Pointing entries for named objects:

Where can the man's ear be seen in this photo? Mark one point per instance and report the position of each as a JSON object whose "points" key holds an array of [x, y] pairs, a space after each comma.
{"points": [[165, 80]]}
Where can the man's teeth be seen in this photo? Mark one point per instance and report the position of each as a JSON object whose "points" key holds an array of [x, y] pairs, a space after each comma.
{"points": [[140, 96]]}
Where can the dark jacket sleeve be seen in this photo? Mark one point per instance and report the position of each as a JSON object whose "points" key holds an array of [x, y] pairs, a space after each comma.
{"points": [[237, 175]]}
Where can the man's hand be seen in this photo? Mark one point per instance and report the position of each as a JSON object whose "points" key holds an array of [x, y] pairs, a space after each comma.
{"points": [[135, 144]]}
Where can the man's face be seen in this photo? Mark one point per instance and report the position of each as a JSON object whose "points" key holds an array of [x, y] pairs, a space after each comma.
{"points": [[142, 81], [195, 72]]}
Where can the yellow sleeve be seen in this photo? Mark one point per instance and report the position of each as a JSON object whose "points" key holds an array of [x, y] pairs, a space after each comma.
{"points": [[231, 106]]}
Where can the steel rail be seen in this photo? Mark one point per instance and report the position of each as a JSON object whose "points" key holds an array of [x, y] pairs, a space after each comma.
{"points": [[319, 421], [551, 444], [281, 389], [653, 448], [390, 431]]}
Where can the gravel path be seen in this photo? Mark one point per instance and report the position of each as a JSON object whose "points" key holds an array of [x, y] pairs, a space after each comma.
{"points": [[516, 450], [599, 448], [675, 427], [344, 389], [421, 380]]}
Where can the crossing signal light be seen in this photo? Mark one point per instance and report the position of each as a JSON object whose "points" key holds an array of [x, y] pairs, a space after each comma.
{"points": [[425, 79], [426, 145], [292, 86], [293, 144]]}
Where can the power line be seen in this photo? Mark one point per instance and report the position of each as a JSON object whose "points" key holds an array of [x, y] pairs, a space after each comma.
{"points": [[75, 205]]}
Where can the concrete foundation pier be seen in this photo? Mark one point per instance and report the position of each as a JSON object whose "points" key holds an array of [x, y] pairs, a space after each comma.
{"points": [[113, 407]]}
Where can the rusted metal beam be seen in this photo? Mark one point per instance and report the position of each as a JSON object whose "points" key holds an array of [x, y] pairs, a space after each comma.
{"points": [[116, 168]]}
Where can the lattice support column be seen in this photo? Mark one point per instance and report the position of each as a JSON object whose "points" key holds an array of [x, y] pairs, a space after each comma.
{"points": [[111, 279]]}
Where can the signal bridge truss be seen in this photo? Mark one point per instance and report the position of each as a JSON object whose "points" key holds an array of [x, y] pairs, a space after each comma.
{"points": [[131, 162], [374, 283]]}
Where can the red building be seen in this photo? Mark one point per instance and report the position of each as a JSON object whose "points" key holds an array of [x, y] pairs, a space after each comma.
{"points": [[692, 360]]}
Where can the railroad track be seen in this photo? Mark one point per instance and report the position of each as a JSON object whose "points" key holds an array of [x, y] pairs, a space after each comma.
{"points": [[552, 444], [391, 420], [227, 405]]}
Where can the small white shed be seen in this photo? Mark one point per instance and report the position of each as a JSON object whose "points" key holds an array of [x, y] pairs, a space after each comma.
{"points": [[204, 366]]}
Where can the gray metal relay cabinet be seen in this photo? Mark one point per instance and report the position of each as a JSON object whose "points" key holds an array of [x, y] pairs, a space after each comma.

GIVEN INSTRUCTION:
Please transcribe the entire listing above, reproducing every line without changing a word.

SOLUTION TO THE EXERCISE:
Where can the man's ear be seen in this photo? Mark one point per instance and report the position of each as a JSON object whose "points" key holds an array of [x, y] pairs, a space after each comma.
{"points": [[165, 80]]}
Where can the man's teeth be seen in this photo? Mark one point per instance and report the position of each as a JSON object whose "points" key holds an array of [x, y] pairs, a space after each comma.
{"points": [[140, 96]]}
Where can the dark jacket sleeve be seen in this photo? Mark one point per instance and report the position of each as a JSON object whose "points" key holds an array of [x, y] pairs, a space after each comma.
{"points": [[237, 175]]}
Where can the man's hand be seen in this photo? Mark one point per instance and report the position of each as a JSON object whose "points" key holds an array of [x, y] pairs, a space after each comma.
{"points": [[135, 144]]}
Where can the man's face be seen in this photo? Mark one point per instance and report the position of each as a JSON object whose "points" key holds an array of [x, y] pairs, a space after each comma.
{"points": [[142, 81], [195, 72]]}
Where can the yellow sleeve be seen in this photo? Mark one point per instance and report the position of each as a JSON object whose "points" key holds an array of [x, y] pairs, a space after each comma.
{"points": [[231, 106]]}
Where can the steel rail be seen in this photo? Mark one point per instance and report the position of each as a JSON object whose "points" key holds an array of [x, y] pairs, a space after each comma.
{"points": [[319, 421], [551, 444], [281, 389], [653, 448], [390, 431]]}
Where can the gravel path be seen in this photo? Mark one point per instance and report the position of each as a JSON object whose "points" key holds an array of [x, y] pairs, a space after each comma.
{"points": [[516, 450], [599, 448], [675, 427], [344, 389], [421, 380]]}
Where can the crossing signal light be seen in this photo? Mark one point per instance and report the position of each as a JSON object whose "points" key holds an array of [x, y] pairs, a space after each comma.
{"points": [[425, 79], [426, 145], [292, 86], [293, 144]]}
Where can the power line be seen in this photo? Mark one point per instance and report the position of each as a JSON object whose "points" key holds an array of [x, y] pairs, a space after each comma.
{"points": [[75, 205]]}
Where can the concrete foundation pier be seen in this photo? Mark one point per instance and report the position of each as a JSON object whose "points" key holds an array of [x, y] pairs, a space after each comma.
{"points": [[113, 407]]}
Where can the rusted metal beam be seen in this photo? Mark one point per instance and report the position of each as a JSON object whose "points" key holds an array of [x, y] pairs, a space after each comma.
{"points": [[116, 168]]}
Where can the lattice support column be seen in this photo? Mark one point per instance and report the position of each as a JSON object whose "points" key holds an array of [x, y] pairs, a space after each comma.
{"points": [[111, 279]]}
Where can the signal bridge truss be seen in this photo? Mark one point per instance and report the position of each as a JSON object whose "points" key holds an array of [x, y] pairs, a space after each comma.
{"points": [[131, 162], [374, 283]]}
Where can the red building be seen in this photo? Mark one point per instance and report the position of each as a JSON object whose "points" key holds an array of [x, y] pairs, a space after each comma.
{"points": [[692, 360]]}
Where can the railroad track be seen in this photo? Mark one point per instance and report the position of each as a JSON object whose "points" key holds an array of [x, y] pairs, a space after each comma.
{"points": [[552, 444], [391, 420], [227, 405]]}
Where can the small white shed be seen in this photo? Mark one point per instance and report the position of each as a JSON object whose "points" key holds an array of [x, y] pairs, a space after each comma.
{"points": [[204, 366]]}
Where can the gray metal relay cabinet be seen in this photo? Mark one point per instance and report the position of each as a JSON object whose "points" key holds an array of [x, y] pairs, a space after each comma.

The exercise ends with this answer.